* [Supplied material]:
══════

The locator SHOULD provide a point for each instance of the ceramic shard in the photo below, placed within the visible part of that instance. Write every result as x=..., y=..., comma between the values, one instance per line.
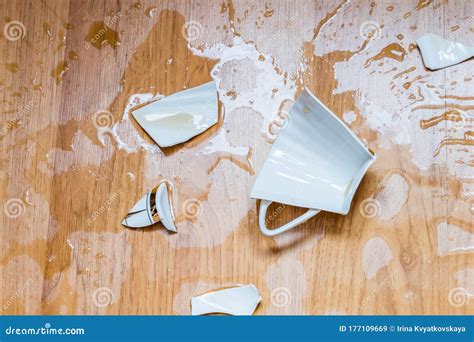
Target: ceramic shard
x=439, y=53
x=154, y=207
x=181, y=116
x=240, y=300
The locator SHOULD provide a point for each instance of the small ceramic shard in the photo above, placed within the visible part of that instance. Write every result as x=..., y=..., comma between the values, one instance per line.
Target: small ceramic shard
x=155, y=206
x=240, y=300
x=439, y=53
x=181, y=116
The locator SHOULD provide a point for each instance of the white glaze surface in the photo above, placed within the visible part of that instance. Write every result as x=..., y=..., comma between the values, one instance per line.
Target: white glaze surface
x=439, y=53
x=241, y=300
x=316, y=161
x=140, y=215
x=181, y=116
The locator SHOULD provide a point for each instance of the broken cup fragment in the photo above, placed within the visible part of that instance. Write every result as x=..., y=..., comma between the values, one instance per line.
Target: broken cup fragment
x=438, y=53
x=181, y=116
x=154, y=207
x=241, y=300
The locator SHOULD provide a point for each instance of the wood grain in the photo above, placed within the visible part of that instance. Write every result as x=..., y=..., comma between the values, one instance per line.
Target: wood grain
x=73, y=162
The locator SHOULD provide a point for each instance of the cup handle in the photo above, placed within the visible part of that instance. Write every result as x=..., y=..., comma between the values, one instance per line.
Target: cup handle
x=264, y=204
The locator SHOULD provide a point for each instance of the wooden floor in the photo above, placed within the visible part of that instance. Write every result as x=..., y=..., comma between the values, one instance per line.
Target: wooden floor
x=73, y=161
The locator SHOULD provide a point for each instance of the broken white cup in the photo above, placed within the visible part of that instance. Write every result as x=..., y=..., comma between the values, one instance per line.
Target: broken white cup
x=241, y=300
x=154, y=207
x=316, y=162
x=181, y=116
x=439, y=53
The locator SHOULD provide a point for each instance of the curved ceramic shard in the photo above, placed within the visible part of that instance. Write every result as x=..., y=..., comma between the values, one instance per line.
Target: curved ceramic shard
x=181, y=116
x=439, y=53
x=241, y=300
x=155, y=206
x=316, y=162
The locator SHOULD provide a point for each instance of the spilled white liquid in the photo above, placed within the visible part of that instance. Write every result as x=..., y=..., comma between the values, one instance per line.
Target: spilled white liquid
x=376, y=255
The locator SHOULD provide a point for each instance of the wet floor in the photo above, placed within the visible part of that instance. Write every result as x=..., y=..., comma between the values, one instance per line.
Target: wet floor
x=74, y=160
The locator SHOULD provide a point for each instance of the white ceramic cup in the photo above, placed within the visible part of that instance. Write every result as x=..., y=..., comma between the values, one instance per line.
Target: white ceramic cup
x=316, y=162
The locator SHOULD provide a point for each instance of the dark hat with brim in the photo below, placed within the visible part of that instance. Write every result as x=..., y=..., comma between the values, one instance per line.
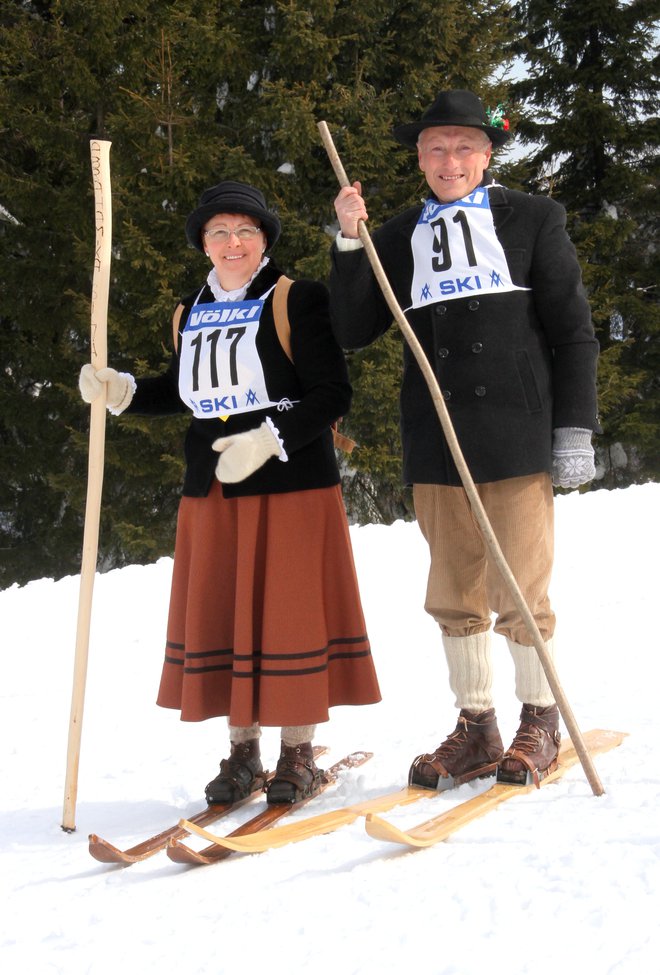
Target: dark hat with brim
x=231, y=197
x=455, y=107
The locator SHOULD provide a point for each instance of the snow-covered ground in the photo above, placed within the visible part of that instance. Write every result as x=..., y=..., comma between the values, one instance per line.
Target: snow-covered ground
x=557, y=880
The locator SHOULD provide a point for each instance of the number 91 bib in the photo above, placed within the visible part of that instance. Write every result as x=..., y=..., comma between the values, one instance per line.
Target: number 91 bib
x=457, y=253
x=220, y=370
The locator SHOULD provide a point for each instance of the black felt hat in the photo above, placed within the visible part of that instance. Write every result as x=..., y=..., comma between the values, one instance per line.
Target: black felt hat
x=231, y=197
x=456, y=107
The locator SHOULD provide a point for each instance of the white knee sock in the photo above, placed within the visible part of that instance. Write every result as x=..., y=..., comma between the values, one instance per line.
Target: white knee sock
x=531, y=683
x=470, y=670
x=298, y=735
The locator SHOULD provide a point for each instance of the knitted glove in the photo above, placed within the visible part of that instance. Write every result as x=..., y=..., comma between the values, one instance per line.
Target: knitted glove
x=120, y=387
x=572, y=457
x=242, y=454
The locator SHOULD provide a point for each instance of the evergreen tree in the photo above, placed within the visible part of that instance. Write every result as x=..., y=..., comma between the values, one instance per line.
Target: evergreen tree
x=590, y=99
x=189, y=93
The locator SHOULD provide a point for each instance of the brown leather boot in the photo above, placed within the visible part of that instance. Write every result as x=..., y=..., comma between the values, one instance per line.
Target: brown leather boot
x=296, y=775
x=240, y=774
x=535, y=748
x=471, y=751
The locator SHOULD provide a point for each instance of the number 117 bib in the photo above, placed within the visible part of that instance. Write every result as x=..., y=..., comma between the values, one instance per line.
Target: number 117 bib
x=220, y=371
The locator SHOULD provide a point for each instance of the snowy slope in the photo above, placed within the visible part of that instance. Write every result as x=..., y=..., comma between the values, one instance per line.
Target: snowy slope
x=557, y=880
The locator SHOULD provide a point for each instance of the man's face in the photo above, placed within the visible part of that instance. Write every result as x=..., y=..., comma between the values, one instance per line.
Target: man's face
x=453, y=159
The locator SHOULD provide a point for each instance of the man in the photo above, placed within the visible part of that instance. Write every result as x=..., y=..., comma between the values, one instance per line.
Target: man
x=491, y=286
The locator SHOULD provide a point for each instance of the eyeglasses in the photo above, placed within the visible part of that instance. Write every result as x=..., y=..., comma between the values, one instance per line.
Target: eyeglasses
x=221, y=235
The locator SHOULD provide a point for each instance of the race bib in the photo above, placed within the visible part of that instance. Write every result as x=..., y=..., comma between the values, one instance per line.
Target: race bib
x=457, y=253
x=220, y=372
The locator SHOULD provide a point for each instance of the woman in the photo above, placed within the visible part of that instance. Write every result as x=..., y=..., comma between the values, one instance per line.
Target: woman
x=265, y=622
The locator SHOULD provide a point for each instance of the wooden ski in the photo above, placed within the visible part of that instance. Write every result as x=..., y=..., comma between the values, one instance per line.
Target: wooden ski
x=440, y=827
x=260, y=825
x=105, y=852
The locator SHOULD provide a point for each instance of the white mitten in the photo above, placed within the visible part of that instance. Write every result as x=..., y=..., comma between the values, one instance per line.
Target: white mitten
x=572, y=457
x=241, y=454
x=120, y=387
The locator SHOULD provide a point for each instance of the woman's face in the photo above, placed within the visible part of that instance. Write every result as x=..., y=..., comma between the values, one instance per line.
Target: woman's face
x=235, y=258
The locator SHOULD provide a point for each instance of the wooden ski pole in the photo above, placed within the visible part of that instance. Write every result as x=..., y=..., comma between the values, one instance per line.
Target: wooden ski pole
x=466, y=479
x=100, y=158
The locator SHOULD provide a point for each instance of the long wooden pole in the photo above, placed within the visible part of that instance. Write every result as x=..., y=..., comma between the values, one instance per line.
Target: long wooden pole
x=100, y=157
x=466, y=479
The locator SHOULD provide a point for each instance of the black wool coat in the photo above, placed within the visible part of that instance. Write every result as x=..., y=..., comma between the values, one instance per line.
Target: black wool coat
x=511, y=366
x=317, y=380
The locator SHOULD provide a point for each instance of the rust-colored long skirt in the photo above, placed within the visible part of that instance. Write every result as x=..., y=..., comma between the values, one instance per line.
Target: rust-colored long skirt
x=265, y=621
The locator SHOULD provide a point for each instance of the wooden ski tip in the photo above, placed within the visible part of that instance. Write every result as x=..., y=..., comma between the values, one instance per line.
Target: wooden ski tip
x=381, y=829
x=105, y=852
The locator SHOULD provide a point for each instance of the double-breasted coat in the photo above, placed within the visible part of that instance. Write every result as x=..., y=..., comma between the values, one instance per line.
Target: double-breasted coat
x=511, y=366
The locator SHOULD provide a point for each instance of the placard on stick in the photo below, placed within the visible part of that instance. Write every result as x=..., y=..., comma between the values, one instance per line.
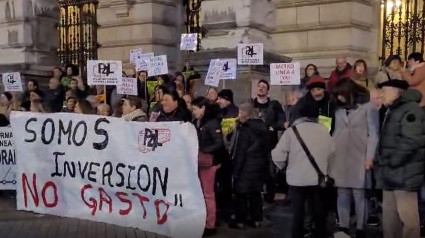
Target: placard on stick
x=189, y=42
x=285, y=74
x=127, y=86
x=214, y=73
x=142, y=64
x=251, y=54
x=158, y=65
x=101, y=72
x=12, y=82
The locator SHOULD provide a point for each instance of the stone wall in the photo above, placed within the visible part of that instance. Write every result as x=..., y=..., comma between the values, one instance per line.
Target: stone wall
x=153, y=25
x=316, y=31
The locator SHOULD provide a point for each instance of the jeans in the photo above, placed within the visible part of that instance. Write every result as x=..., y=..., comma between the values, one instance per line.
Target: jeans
x=400, y=214
x=248, y=203
x=300, y=195
x=345, y=196
x=207, y=178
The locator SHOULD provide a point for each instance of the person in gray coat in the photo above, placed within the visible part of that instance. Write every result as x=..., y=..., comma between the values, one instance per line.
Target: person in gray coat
x=355, y=137
x=302, y=178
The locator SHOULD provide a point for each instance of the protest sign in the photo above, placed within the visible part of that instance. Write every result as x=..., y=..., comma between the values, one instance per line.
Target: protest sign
x=100, y=72
x=7, y=160
x=135, y=55
x=158, y=65
x=142, y=64
x=250, y=54
x=285, y=74
x=141, y=175
x=189, y=42
x=228, y=71
x=127, y=86
x=214, y=73
x=12, y=82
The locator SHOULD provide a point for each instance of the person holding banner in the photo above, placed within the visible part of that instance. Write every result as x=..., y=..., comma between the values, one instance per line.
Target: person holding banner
x=132, y=109
x=210, y=137
x=172, y=108
x=6, y=104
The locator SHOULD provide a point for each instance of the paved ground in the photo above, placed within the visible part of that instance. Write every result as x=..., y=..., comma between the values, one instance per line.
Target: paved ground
x=18, y=224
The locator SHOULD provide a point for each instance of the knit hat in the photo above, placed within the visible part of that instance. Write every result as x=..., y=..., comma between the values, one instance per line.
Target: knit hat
x=226, y=94
x=8, y=95
x=316, y=83
x=395, y=83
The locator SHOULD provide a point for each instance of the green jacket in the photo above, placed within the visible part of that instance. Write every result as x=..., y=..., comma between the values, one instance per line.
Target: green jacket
x=400, y=157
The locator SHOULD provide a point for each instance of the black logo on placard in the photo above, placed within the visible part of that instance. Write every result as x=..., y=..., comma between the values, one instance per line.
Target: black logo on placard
x=10, y=79
x=249, y=51
x=104, y=69
x=226, y=66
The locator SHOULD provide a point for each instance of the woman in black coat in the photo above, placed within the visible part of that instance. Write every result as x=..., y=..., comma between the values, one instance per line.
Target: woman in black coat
x=249, y=151
x=211, y=144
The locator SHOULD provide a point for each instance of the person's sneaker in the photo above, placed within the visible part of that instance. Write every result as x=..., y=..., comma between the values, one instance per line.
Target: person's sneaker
x=209, y=232
x=372, y=221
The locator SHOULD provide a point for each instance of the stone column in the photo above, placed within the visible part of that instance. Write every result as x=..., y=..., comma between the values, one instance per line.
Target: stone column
x=316, y=31
x=28, y=36
x=229, y=23
x=152, y=25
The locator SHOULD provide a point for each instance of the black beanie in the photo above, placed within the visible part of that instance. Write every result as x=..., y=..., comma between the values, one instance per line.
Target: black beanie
x=8, y=95
x=226, y=94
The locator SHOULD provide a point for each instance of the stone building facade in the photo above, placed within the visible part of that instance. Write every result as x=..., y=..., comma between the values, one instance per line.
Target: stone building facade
x=305, y=30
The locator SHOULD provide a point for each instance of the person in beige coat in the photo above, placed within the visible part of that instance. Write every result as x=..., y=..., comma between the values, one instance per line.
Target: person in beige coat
x=301, y=176
x=355, y=136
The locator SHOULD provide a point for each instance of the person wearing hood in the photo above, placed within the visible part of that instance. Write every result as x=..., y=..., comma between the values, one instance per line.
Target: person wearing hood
x=320, y=99
x=210, y=138
x=301, y=176
x=399, y=162
x=132, y=109
x=343, y=70
x=249, y=152
x=355, y=136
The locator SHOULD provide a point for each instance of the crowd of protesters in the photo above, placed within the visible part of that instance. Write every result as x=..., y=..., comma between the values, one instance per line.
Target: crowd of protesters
x=354, y=145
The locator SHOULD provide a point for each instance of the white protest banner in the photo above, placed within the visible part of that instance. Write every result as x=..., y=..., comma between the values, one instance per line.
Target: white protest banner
x=7, y=160
x=142, y=64
x=141, y=175
x=214, y=73
x=251, y=54
x=101, y=72
x=189, y=42
x=158, y=65
x=285, y=74
x=127, y=86
x=135, y=54
x=12, y=82
x=228, y=71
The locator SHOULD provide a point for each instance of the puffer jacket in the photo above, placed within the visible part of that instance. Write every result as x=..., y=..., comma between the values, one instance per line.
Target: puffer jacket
x=250, y=151
x=399, y=163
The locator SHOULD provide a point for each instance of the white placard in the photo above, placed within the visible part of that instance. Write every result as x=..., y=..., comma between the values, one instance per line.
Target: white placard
x=103, y=72
x=142, y=64
x=285, y=74
x=189, y=42
x=107, y=170
x=7, y=160
x=135, y=54
x=214, y=73
x=158, y=65
x=127, y=86
x=251, y=54
x=12, y=82
x=228, y=71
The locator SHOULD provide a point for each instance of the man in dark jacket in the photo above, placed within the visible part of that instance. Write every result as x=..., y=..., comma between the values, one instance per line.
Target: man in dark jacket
x=54, y=96
x=271, y=112
x=320, y=99
x=400, y=159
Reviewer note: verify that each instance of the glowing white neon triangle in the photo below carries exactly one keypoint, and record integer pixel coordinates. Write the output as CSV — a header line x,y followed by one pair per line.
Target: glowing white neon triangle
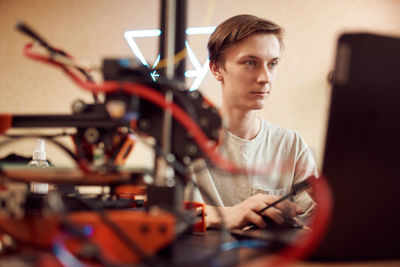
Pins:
x,y
199,71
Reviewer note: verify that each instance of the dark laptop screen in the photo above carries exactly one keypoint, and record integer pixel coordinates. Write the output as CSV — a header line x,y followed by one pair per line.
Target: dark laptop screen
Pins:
x,y
362,150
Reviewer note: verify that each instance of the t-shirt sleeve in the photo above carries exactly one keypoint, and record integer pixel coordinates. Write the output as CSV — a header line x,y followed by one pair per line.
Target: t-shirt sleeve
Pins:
x,y
305,167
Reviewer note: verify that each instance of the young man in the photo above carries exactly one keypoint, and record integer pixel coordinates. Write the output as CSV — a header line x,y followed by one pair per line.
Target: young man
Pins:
x,y
244,53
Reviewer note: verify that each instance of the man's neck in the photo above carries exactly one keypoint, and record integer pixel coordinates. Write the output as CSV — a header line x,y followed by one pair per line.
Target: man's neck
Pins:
x,y
243,124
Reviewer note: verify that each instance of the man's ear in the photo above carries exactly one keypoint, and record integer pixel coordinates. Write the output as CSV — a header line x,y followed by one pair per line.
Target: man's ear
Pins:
x,y
216,70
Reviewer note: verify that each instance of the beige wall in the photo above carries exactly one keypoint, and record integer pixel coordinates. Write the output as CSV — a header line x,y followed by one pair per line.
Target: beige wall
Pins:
x,y
91,30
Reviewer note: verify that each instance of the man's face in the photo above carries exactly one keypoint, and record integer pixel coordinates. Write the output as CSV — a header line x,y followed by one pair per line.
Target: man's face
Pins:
x,y
248,71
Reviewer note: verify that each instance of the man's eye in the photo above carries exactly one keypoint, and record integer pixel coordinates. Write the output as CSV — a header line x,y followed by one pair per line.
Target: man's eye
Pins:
x,y
273,64
251,63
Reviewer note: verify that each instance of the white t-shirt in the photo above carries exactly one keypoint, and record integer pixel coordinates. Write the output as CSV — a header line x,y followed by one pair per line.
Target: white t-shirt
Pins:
x,y
281,152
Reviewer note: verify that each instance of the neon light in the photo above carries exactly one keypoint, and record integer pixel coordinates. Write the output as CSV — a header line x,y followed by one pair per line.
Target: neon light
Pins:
x,y
200,30
199,71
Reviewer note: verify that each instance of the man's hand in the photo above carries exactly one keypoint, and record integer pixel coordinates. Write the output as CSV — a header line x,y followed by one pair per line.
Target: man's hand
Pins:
x,y
246,212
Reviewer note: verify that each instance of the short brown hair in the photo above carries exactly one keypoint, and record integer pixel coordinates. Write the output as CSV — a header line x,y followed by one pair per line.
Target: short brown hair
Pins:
x,y
237,28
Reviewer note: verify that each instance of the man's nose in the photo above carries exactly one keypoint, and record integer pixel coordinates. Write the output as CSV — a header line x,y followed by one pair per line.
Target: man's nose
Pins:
x,y
264,75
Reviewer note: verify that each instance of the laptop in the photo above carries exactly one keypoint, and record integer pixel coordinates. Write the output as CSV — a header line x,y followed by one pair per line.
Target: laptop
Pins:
x,y
362,151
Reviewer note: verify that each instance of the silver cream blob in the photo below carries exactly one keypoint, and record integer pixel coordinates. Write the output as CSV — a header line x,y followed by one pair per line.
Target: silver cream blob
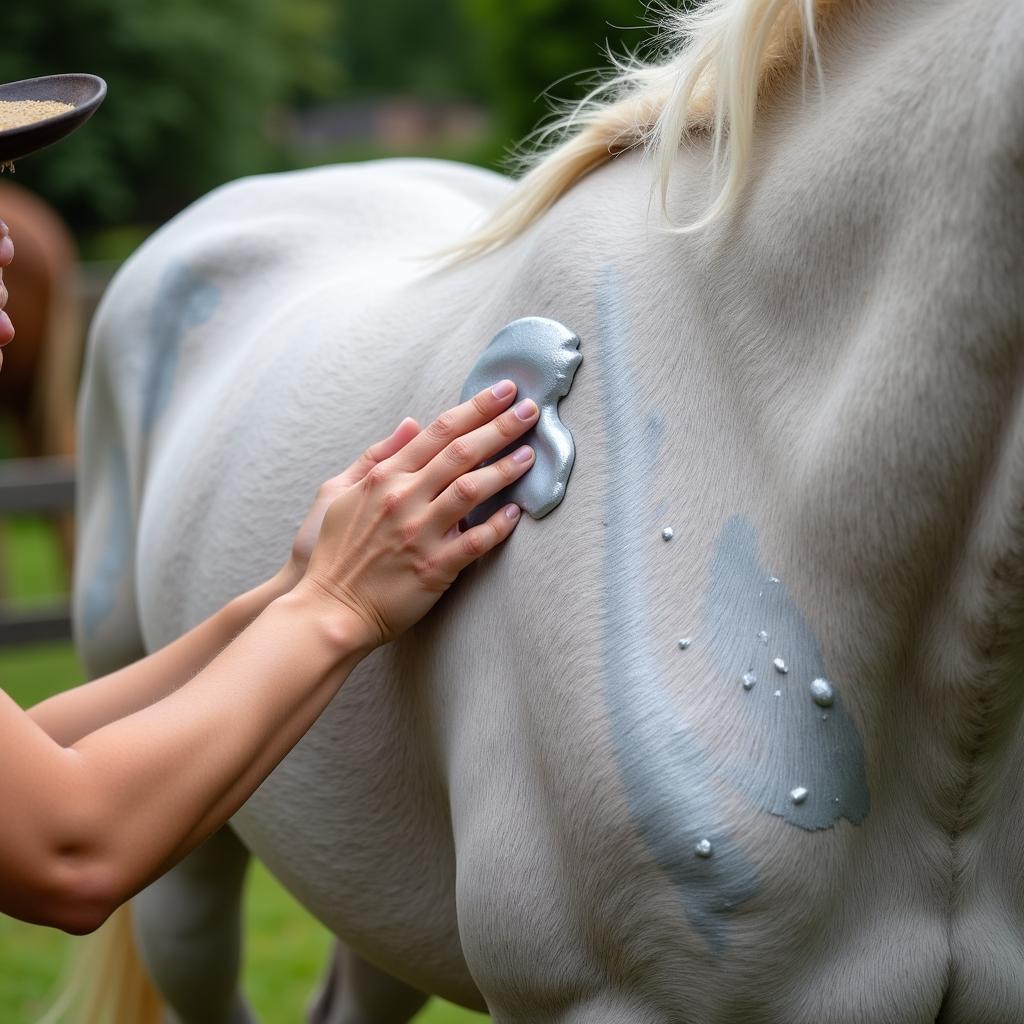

══════

* [Activity]: Copy each line of the entries that includes the word "shirt".

* [Solution to the exercise]:
Reviewer note: verify that each instance of the t-shirt sleeve in the photo above carries exactly one keypoint, and record integer pixel coordinates. Write the output as CSV — a header line x,y followed by one pair per line.
Target: t-shirt sleeve
Reviewer note: verify that each instance of the white t-shirt in the photo above carries exactly one keypoint, and record integer pixel coordinates. Write the output as CSV — a header line x,y followed by one pair per line.
Target: white t-shirt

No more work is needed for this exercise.